Work to be completed:
How many lines of the material below contain the string "pole"? Case must match, and the reply should be the number alone.

Exercise material:
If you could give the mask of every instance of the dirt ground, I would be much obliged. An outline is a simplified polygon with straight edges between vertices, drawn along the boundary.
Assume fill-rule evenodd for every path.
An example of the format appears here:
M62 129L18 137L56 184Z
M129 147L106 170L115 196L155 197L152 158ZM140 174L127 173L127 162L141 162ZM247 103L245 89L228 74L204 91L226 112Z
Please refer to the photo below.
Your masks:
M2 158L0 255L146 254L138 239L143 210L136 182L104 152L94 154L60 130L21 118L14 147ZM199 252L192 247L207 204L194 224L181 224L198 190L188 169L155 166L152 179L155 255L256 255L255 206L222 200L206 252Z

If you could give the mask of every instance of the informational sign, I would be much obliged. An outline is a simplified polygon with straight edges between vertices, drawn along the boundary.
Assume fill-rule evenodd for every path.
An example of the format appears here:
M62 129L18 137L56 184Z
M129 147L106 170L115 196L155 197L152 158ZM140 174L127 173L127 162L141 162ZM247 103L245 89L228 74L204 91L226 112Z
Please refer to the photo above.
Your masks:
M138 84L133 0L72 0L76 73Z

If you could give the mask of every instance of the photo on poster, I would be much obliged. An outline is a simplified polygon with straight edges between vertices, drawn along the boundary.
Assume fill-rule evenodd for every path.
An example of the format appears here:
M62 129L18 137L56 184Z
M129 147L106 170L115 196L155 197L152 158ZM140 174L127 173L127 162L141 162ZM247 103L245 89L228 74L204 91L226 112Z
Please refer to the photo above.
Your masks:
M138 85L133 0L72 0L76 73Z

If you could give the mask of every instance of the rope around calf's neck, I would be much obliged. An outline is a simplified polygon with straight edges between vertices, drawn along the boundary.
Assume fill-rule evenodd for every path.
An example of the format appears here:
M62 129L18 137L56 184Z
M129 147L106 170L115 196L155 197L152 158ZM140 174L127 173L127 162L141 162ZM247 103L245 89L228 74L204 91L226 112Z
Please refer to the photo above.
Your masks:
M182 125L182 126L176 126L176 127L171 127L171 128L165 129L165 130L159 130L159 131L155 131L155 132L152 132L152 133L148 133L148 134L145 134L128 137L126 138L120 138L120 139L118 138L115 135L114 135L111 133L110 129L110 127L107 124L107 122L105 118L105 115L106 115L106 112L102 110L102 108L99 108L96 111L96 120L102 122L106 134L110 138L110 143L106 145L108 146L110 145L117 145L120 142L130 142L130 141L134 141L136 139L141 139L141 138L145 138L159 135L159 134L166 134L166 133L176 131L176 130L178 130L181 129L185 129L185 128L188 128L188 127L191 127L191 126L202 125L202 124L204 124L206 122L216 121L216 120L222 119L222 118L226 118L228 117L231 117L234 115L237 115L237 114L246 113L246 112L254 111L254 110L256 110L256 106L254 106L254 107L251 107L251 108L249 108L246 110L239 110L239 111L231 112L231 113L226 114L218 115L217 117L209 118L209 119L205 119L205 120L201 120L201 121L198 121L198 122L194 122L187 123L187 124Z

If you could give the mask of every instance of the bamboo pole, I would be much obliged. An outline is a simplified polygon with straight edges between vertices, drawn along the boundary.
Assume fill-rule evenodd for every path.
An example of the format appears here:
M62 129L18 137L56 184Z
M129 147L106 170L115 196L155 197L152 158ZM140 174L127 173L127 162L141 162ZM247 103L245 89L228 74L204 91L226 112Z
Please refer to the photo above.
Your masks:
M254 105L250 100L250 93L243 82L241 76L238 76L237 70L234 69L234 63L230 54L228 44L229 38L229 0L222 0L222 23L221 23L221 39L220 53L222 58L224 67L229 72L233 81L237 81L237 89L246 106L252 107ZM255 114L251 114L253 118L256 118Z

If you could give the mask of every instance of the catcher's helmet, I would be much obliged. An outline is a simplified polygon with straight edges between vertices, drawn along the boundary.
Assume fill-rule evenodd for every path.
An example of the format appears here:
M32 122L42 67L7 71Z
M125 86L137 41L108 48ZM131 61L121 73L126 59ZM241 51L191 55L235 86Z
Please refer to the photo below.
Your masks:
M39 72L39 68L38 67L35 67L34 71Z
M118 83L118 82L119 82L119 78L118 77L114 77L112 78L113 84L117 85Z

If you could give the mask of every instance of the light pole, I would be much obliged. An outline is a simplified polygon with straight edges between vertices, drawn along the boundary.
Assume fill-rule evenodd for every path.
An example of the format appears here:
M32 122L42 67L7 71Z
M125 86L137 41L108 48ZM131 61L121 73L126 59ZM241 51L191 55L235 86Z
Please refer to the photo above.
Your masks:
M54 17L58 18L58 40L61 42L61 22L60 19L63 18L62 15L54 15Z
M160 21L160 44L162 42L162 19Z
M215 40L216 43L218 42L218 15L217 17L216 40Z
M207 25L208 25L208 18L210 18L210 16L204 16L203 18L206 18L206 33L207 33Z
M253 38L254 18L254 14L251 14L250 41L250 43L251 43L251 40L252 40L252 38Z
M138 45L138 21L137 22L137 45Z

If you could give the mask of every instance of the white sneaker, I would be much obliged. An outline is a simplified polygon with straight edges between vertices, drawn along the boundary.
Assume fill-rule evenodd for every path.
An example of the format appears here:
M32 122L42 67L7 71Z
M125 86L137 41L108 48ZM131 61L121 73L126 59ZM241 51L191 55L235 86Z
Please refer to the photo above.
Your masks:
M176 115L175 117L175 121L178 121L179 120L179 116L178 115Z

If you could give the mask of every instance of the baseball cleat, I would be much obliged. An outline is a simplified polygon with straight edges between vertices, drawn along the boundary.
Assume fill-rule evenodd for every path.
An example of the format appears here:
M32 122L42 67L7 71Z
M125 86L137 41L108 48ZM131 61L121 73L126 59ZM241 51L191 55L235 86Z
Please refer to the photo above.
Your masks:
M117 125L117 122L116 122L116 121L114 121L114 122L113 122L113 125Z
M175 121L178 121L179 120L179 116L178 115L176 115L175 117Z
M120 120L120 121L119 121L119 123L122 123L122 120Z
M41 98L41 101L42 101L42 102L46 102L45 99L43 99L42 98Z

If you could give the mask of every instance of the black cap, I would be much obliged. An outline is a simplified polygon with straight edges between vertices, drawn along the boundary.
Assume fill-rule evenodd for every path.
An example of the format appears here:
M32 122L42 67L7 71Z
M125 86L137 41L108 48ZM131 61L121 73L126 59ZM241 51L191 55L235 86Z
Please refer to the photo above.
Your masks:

Exercise result:
2